_TASK STATEMENT:_ Each entry should be duplicated exactly, with no line missing.

***** SOURCE DATA *****

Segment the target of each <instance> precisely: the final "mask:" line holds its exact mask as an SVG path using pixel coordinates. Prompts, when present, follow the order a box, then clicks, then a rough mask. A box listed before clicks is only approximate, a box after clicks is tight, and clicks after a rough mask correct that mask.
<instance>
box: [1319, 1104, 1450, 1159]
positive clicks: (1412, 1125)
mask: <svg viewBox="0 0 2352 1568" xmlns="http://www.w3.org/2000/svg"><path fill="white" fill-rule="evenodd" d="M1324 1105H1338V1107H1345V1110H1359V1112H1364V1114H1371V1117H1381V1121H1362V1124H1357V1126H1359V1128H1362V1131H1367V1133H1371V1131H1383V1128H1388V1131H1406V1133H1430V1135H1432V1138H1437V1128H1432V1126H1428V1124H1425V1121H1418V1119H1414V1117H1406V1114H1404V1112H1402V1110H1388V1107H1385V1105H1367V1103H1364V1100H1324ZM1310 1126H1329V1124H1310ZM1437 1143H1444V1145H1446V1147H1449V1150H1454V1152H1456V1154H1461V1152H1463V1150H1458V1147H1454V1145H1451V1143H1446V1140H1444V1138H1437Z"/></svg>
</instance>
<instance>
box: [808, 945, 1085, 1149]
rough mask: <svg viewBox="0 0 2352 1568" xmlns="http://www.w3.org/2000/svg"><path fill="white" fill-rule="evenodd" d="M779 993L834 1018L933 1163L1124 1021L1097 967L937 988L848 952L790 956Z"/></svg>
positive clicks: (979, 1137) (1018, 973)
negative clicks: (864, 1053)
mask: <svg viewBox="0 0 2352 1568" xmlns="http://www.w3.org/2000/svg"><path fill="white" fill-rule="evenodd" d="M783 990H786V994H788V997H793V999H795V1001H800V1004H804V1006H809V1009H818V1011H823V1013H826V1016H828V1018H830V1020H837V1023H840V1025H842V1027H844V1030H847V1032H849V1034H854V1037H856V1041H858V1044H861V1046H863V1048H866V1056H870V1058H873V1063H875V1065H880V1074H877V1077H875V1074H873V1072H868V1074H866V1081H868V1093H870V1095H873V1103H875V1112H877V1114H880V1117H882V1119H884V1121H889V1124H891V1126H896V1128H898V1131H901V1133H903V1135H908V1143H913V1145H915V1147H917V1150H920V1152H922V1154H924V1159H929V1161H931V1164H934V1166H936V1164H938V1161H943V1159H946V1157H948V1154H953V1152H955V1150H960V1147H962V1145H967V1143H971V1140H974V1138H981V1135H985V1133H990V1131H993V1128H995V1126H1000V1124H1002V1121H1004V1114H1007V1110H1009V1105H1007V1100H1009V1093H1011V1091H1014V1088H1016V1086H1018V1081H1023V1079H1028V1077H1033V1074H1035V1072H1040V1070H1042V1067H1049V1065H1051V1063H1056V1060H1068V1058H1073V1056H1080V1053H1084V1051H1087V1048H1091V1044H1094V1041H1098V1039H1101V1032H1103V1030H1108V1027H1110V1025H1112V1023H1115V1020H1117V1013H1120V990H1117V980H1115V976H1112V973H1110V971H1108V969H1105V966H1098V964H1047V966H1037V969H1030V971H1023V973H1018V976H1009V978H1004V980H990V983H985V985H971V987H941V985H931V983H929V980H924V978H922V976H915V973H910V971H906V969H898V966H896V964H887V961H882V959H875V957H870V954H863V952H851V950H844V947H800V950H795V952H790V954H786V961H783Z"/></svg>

*****

_OUTPUT BELOW:_
Segment the target of each <instance> precisely: the final "mask:" line holds its exact mask as an SVG path using pixel coordinates. Prompts, when present, follow the order a box, then clicks, then a rough mask. A box listed before clicks is only approximate, a box after clicks is tight, and clicks after a rough mask correct that mask.
<instance>
box: [1319, 1104, 1450, 1159]
positive clicks: (1412, 1125)
mask: <svg viewBox="0 0 2352 1568" xmlns="http://www.w3.org/2000/svg"><path fill="white" fill-rule="evenodd" d="M1324 1105H1338V1107H1345V1110H1359V1112H1364V1114H1371V1117H1381V1121H1362V1124H1357V1126H1359V1128H1362V1131H1367V1133H1371V1131H1383V1128H1388V1131H1406V1133H1430V1135H1432V1138H1437V1128H1432V1126H1428V1124H1425V1121H1418V1119H1414V1117H1406V1114H1404V1112H1402V1110H1388V1107H1385V1105H1367V1103H1364V1100H1324ZM1310 1126H1329V1124H1310ZM1437 1143H1444V1145H1446V1147H1449V1150H1454V1152H1456V1154H1461V1152H1463V1150H1458V1147H1454V1145H1451V1143H1446V1140H1444V1138H1437Z"/></svg>
</instance>
<instance>
box: [808, 945, 1085, 1149]
rough mask: <svg viewBox="0 0 2352 1568" xmlns="http://www.w3.org/2000/svg"><path fill="white" fill-rule="evenodd" d="M779 993L834 1018L933 1163L1124 1021L1097 967L937 988L848 952L790 956Z"/></svg>
positive clicks: (979, 1137) (1018, 973)
negative clicks: (864, 1053)
mask: <svg viewBox="0 0 2352 1568" xmlns="http://www.w3.org/2000/svg"><path fill="white" fill-rule="evenodd" d="M783 990H786V994H788V997H793V999H795V1001H800V1004H804V1006H809V1009H818V1011H823V1013H826V1016H828V1018H830V1020H837V1023H840V1025H842V1027H844V1030H847V1032H849V1034H854V1037H856V1041H858V1044H861V1046H863V1048H866V1056H870V1058H873V1063H875V1065H880V1074H877V1077H875V1074H873V1072H868V1074H866V1081H868V1093H870V1095H873V1103H875V1112H877V1114H880V1117H882V1119H884V1121H889V1124H891V1126H896V1128H898V1131H901V1133H903V1135H908V1143H913V1145H915V1147H917V1150H920V1152H922V1154H924V1159H929V1161H931V1164H934V1166H936V1164H938V1161H943V1159H946V1157H948V1154H953V1152H955V1150H960V1147H962V1145H967V1143H971V1140H974V1138H981V1135H985V1133H990V1131H993V1128H995V1126H1000V1124H1002V1121H1004V1114H1007V1110H1009V1105H1007V1100H1009V1093H1011V1091H1014V1088H1016V1086H1018V1081H1023V1079H1028V1077H1033V1074H1035V1072H1040V1070H1042V1067H1049V1065H1051V1063H1056V1060H1068V1058H1073V1056H1080V1053H1084V1051H1087V1048H1091V1044H1094V1041H1098V1039H1101V1032H1103V1030H1108V1027H1110V1025H1112V1023H1115V1020H1117V1013H1120V990H1117V980H1115V976H1112V973H1110V971H1108V969H1105V966H1098V964H1047V966H1037V969H1030V971H1023V973H1018V976H1009V978H1004V980H990V983H985V985H971V987H941V985H931V983H929V980H924V978H922V976H915V973H910V971H906V969H898V966H896V964H887V961H882V959H875V957H870V954H863V952H851V950H844V947H800V950H795V952H790V954H786V961H783Z"/></svg>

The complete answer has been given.